O planejamento de cada uma dessas disciplinas para a educação financeira é único
ou diferenciado?

Os projetos são bem completos, tem anexos, fichas e diferentes aplicações para cada disciplina. O professor de matemática vai ter um planejamento totalmente diferente do professor de português, de geografia ou de história. O aluno de matemática vai aprender operações de frações e conceitos básicos de educação financeira. Em geografia, o projeto trabalha os impactos do processo de industrialização e da produção; circulação e consumo de mercadorias; meio ambiente e distribuição de riqueza, por exemplo. O intuito é despertar no estudante o interesse de participar ativamente da comunidade e de identificar questões financeiras da população, desenvolvendo o exercício da cidadania com consciência social e responsabilidade fiscal.

E quando foi feito o treinamento dos professores no projeto-piloto?

Durante o segundo semestre do ano passado e neste ano. O curso de finanças pessoais fica à disposição dos professores, não é obrigatório. Claro que ajuda a ensinar, porque o próprio professor se sente mais confortável na relação pessoal com o dinheiro. Os cursos obrigatórios para começar a aplicar os projetos, normalmente, são feitos no início do semestre letivo. O que os professores e as escolas precisam fazer é se cadastrarem na plataforma para terem acesso ao programa. Finalizamos, no dia 31, a primeira fase de expansão nacional para todas as escolas do Brasil. Uma segunda fase será aberta no fim do ano com vistas ao ano letivo de 2022.
+---+
▸ Objetivo do exercício:
Dê continuidade à entrevista sobre educação financeira nas escolas a partir da última resposta apresentada.

▸ Material fornecido:
+---+
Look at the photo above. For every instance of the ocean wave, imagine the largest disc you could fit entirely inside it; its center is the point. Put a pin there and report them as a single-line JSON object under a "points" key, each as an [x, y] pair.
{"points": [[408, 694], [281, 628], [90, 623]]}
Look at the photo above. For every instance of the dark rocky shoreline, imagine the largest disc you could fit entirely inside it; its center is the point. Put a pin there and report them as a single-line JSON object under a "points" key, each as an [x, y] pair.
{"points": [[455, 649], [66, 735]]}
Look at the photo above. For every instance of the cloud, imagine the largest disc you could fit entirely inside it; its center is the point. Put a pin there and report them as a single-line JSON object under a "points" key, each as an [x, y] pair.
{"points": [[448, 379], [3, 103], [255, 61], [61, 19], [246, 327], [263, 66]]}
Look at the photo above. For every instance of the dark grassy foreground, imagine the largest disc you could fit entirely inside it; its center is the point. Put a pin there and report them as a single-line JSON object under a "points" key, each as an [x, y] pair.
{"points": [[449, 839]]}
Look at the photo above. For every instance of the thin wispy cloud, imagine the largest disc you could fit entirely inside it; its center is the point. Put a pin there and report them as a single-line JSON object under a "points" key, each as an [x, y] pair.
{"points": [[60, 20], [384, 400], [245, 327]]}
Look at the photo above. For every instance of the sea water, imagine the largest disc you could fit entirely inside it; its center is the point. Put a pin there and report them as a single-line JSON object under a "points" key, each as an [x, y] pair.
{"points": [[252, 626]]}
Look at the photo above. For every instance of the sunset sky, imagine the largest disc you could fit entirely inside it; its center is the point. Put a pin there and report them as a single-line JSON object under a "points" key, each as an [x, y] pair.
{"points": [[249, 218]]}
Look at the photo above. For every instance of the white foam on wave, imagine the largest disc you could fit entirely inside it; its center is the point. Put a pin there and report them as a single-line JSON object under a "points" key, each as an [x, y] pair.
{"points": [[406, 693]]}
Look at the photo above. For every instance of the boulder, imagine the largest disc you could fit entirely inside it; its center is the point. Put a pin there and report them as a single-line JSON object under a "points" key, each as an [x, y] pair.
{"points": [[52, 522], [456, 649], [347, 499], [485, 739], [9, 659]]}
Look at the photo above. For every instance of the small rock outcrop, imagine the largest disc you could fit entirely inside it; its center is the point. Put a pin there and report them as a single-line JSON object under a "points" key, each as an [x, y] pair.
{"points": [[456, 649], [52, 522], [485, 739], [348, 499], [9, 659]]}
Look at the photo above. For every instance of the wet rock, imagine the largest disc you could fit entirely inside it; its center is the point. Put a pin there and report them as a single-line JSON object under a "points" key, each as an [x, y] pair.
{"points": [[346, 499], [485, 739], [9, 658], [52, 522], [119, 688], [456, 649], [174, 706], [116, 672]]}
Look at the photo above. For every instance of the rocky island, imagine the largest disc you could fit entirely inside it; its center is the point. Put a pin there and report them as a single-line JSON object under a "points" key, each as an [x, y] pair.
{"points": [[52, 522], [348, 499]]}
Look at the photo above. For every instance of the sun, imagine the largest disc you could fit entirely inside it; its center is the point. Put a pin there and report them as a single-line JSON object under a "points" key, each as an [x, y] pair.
+---+
▸ Resposta escrita:
Quem precisa aderir ao programa? O professor ou o diretor da escola?

O professor é a peça-chave. Ele pode cadastrar a sua turma e seus alunos. Claro que, se o diretor cadastrar a escola como um todo, outros professores vão ter acesso, e o movimento se torna mais rápido. Estamos tendo uma resposta muito boa. No projeto-piloto, tínhamos seis unidades da Federação. Hoje, na expansão nacional, só falta um estado, Rondônia, ter escola cadastrada. E de 14 mil alunos, inicialmente, já tivemos uma expansão para mais de 180 mil. Em número de municípios, já estamos com 1.082. E passamos de 429 escolas para 5.613.

Qual é a meta para esse projeto?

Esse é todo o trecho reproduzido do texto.